Granted much of the Bayes/AWL codes was developed using MySQL, but
with an eye portability, so it is possible something code related
could be involved.  In fact, it might be the fact that we do so many
row updates.  For ACID databases this means that they must insert a
whole new row and then mark the old row deleted.  Interestingly, the
InnoDB table type under MySQL does this, but I've had much better
success (along with others) than with PostgreSQL.

I'm sure we've got some PostgreSQL experts out there.  If any of y'all
can see a problem with the code as written or have some tips for
tuning PostgreSQL that we can document, feel free to speak up.

Michael

Re: SQL Bayes - MySQL versus Postgresql

Posted by Matt Sergeant <ms...@startechgroup.co.uk>.
On Sat, 12 Jun 2004, Tim Bishop wrote:

> I've been deploying a new system that uses SpamAssassin with an SQL
> database for user config, auto-whitelists, and bayesian databases.
> 
> I started off with Postgresql because that's the current database system
> we use. I was disappointed with the performance - it sometimes ran into
> minutes per message when autolearning. Normal processing was OK, but
> when a message was autolearnt it when hideously slow.
> 
> At this point I tried MySQL. I was gobsmacked at the performance
> difference. Admittedly I thought it might go a bit quicker, maybe even
> twice as fast, but it was more like 10-100 times as fast.
> 
> With postgresql the database server was maxed out on CPU and IO, and the
> spam server had a handful of spamd processes consuming about 5% CPU
> each. With mysql this changed to the spam server being maxed out on CPU
> and the database server practically idle.

It's quite a task to tune PostgreSQL, and out of the box it comes horribly 
badly tuned.  Also you have to make very good use of transactions with 
PostgreSQL in order to get good performance, which I suspect we're not 
doing. Also you have to use high concurrency to really see benefits (it 
scales much better with more concurrent clients than MySQL does).

All those things are probably working against your setup.

Matt.

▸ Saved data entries
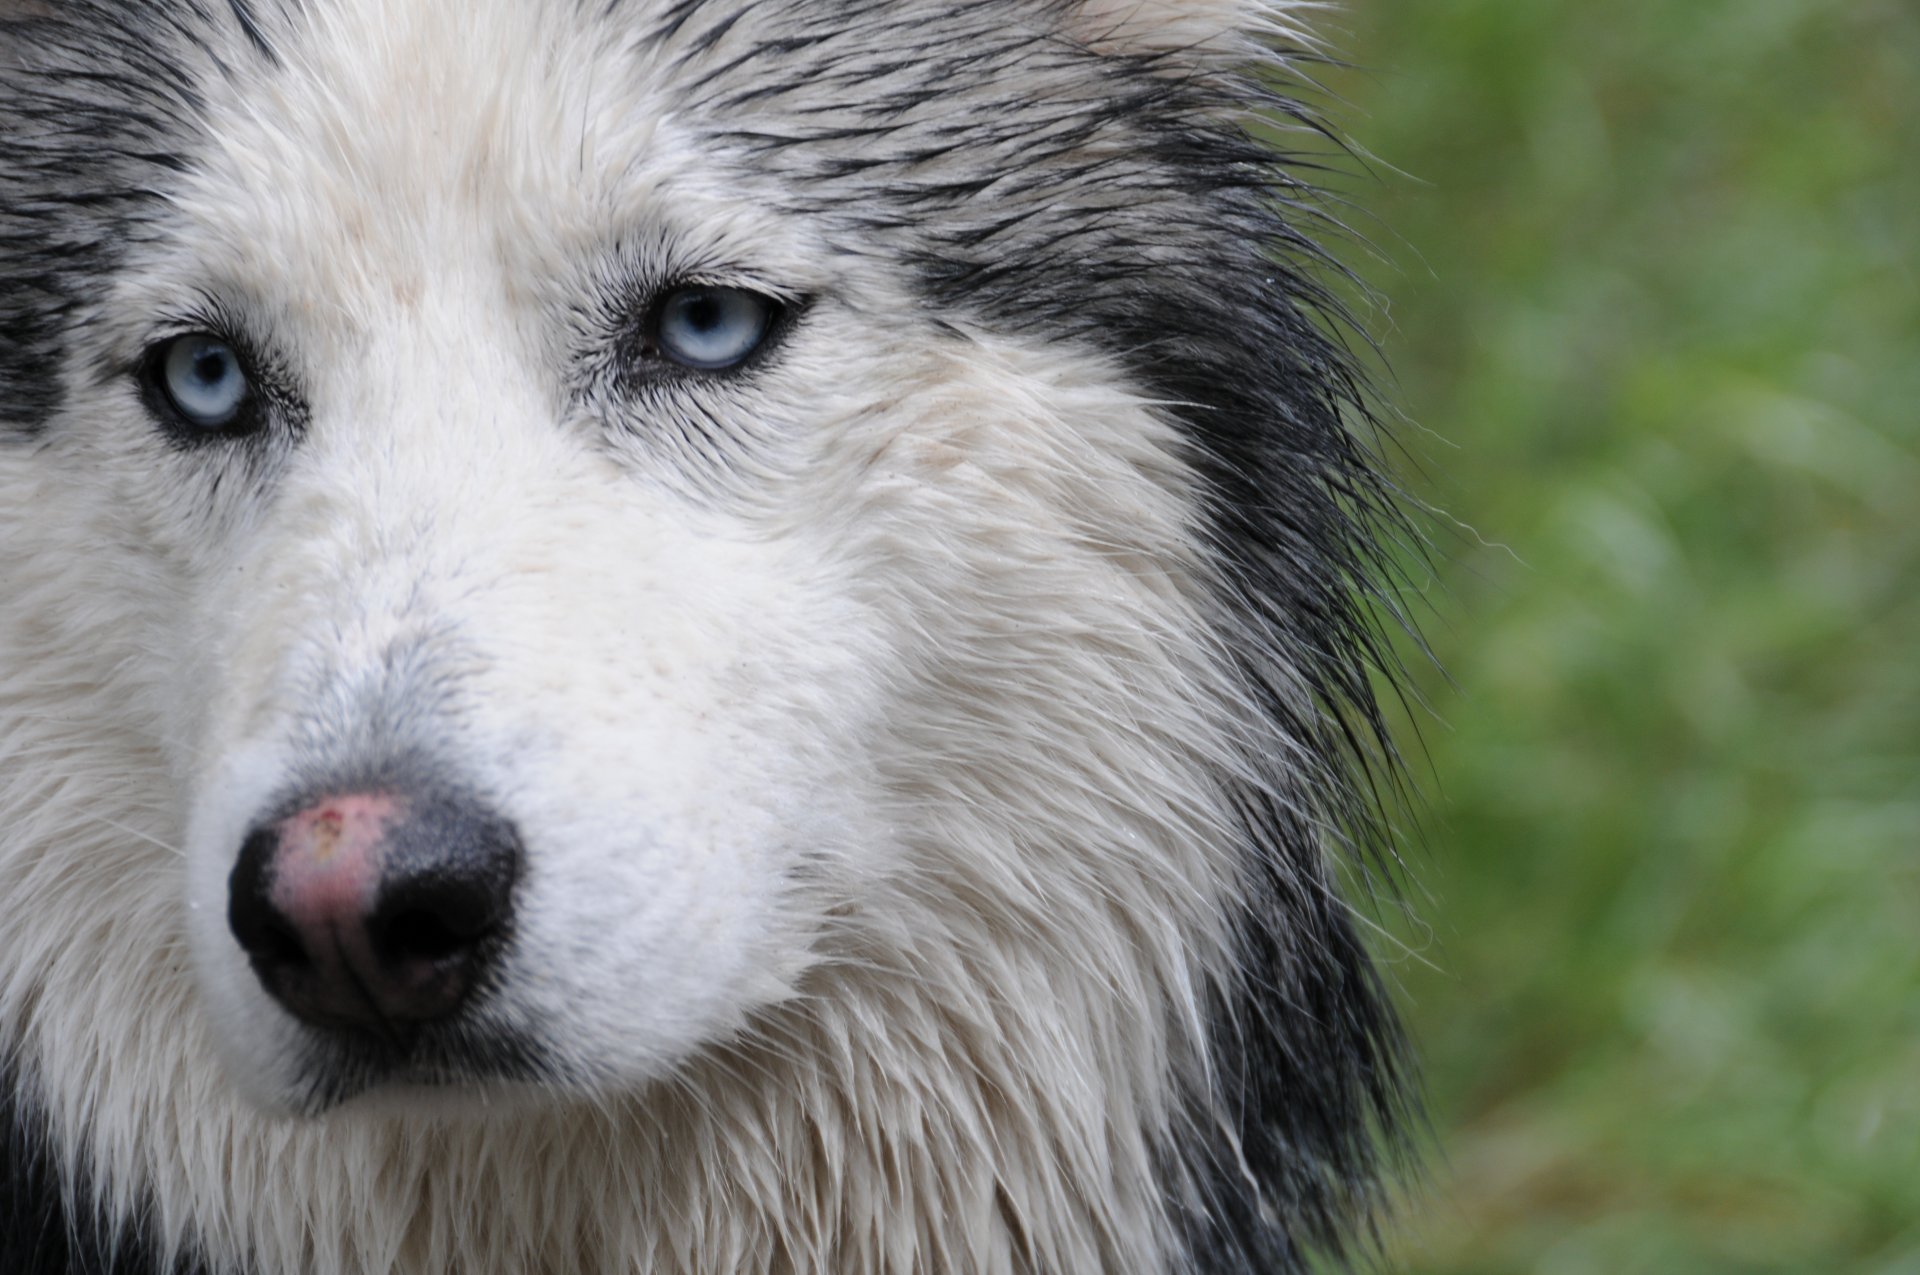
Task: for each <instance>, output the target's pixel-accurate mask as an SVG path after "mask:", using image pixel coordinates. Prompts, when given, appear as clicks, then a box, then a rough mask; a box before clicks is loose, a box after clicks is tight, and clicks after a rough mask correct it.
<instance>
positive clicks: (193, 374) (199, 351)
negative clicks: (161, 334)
mask: <svg viewBox="0 0 1920 1275" xmlns="http://www.w3.org/2000/svg"><path fill="white" fill-rule="evenodd" d="M148 380H150V384H152V386H154V388H156V390H157V392H159V396H161V399H163V401H165V405H167V407H169V409H173V415H175V417H177V419H179V421H180V422H184V424H188V426H192V428H196V430H209V432H211V430H232V428H234V426H236V424H240V419H242V417H244V415H246V411H248V405H250V399H252V396H253V386H252V382H250V380H248V374H246V367H244V365H242V363H240V353H238V351H236V349H234V348H232V346H228V344H227V342H223V340H221V338H217V336H211V334H207V332H192V334H188V336H175V338H173V340H169V342H165V344H161V346H157V348H156V349H154V355H152V359H150V363H148Z"/></svg>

▸ Your objective
Quote the MySQL versus PostgreSQL thread word for word, everything from "Granted much of" down to "to speak up.". The entries have nothing to do with this work.

▸ Exercise answer
Granted much of the Bayes/AWL codes was developed using MySQL, but
with an eye portability, so it is possible something code related
could be involved.  In fact, it might be the fact that we do so many
row updates.  For ACID databases this means that they must insert a
whole new row and then mark the old row deleted.  Interestingly, the
InnoDB table type under MySQL does this, but I've had much better
success (along with others) than with PostgreSQL.

I'm sure we've got some PostgreSQL experts out there.  If any of y'all
can see a problem with the code as written or have some tips for
tuning PostgreSQL that we can document, feel free to speak up.